Das BVerfG-Urteil zu dem Staatsanleihekaufprogramm der EZB – eine robuste Kampfansage an den EuGH

Abbildung 1

Es ist wohl nur noch als eine harsche Kampfansage anzusehen, welche das Bundesverfassungsgericht in seinem aufsehenerregenden Urteil vom 5. Mai 2020 gegen den EuGH als Oberstes Unionsgericht geschleudert hat. Allein die Wortwahl ist erschreckend. Die Karlsruher Richter werfen nämlich ihren Luxemburger “Kollegen” nicht mehr, aber auch nicht weniger vor, als dass der EuGH seinen Rechtsprechungsauftrag nach Art. 19 Abs. 1 S. 2 des Lissabon-Vertrages in einer Weise ausgelegt hat, “die nicht mehr nachvollziehbar und daher objektiv willkürlich ist” (Ls 2 des Urteils).

Man muss nicht unbedingt schon über Jahrzehnte Urteile gelesen und auch studiert haben, um in der Lage zu sein, in den vom Verfassungsgericht benutzten Vokabeln eine – verbal betrachtet – nie gelesene, völlig unangemessene Richterschelte zu sehen. Das Wort von der “objektiven Willkür” grenzt ja in der Sache bereits an den Vorwurf einer vorsätzlichen Rechtsbeugung. Das ist – in diplomatischer Sprache ausgedrückt – eine “Ungezogenheit”, in der juristischen Terminologie wirft diese Aussage den EuGH-Richtern schlicht vor, das Einmaleins der Auslegung nicht zu beherrschen. Um das rechtlich zu Sagende zum Ausdruck zu bringen, wäre es sicherlich ausreichend gewesen, die angebliche Kompetenzüberschreitung des EuGH durchgängig als “erkennbar kompetenzwidrig” zu bezeichnen (so die PM des BVerfG vom 5.5.2020 und Rn. 113 des Urteils).

• _Schriftliche Anweisung_
Schreiben Sie den Text über das BVerfG-Urteil zum Staatsanleihekaufprogramm der EZB vollständig und wortgetreu ab.

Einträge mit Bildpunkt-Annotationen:
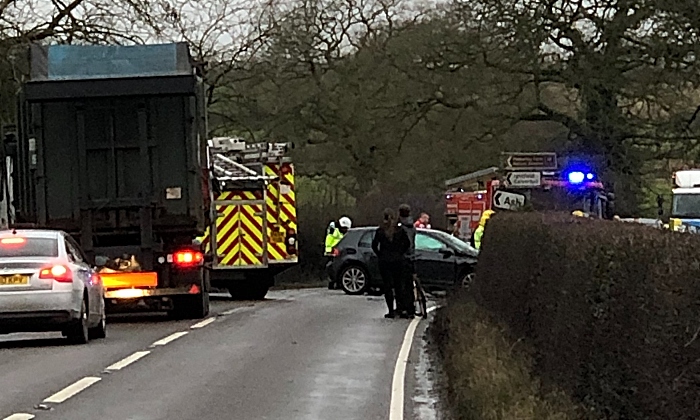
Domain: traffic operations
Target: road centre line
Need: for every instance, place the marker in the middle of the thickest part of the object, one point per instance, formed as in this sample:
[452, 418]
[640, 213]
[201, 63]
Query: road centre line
[20, 416]
[168, 339]
[128, 360]
[204, 323]
[398, 383]
[72, 390]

• _Antwort darauf_
Das BVerfG-Urteil zu dem Staatsanleihekaufprogramm der EZB – eine robuste Kampfansage an den EuGH

Abbildung 1

Es ist wohl nur noch als eine harsche Kampfansage anzusehen, welche das Bundesverfassungsgericht in seinem aufsehenerregenden Urteil vom 5. Mai 2020 gegen den EuGH als Oberstes Unionsgericht geschleudert hat. Allein die Wortwahl ist erschreckend. Die Karlsruher Richter werfen nämlich ihren Luxemburger “Kollegen” nicht mehr, aber auch nicht weniger vor, als dass der EuGH seinen Rechtsprechungsauftrag nach Art. 19 Abs. 1 S. 2 des Lissabon-Vertrages in einer Weise ausgelegt hat, “die nicht mehr nachvollziehbar und daher objektiv willkürlich ist” (Ls 2 des Urteils).

Man muss nicht unbedingt schon über Jahrzehnte Urteile gelesen und auch studiert haben, um in der Lage zu sein, in den vom Verfassungsgericht benutzten Vokabeln eine – verbal betrachtet – nie gelesene, völlig unangemessene Richterschelte zu sehen. Das Wort von der “objektiven Willkür” grenzt ja in der Sache bereits an den Vorwurf einer vorsätzlichen Rechtsbeugung. Das ist – in diplomatischer Sprache ausgedrückt – eine “Ungezogenheit”, in der juristischen Terminologie wirft diese Aussage den EuGH-Richtern schlicht vor, das Einmaleins der Auslegung nicht zu beherrschen. Um das rechtlich zu Sagende zum Ausdruck zu bringen, wäre es sicherlich ausreichend gewesen, die angebliche Kompetenzüberschreitung des EuGH durchgängig als “erkennbar kompetenzwidrig” zu bezeichnen (so die PM des BVerfG vom 5.5.2020 und Rn. 113 des Urteils).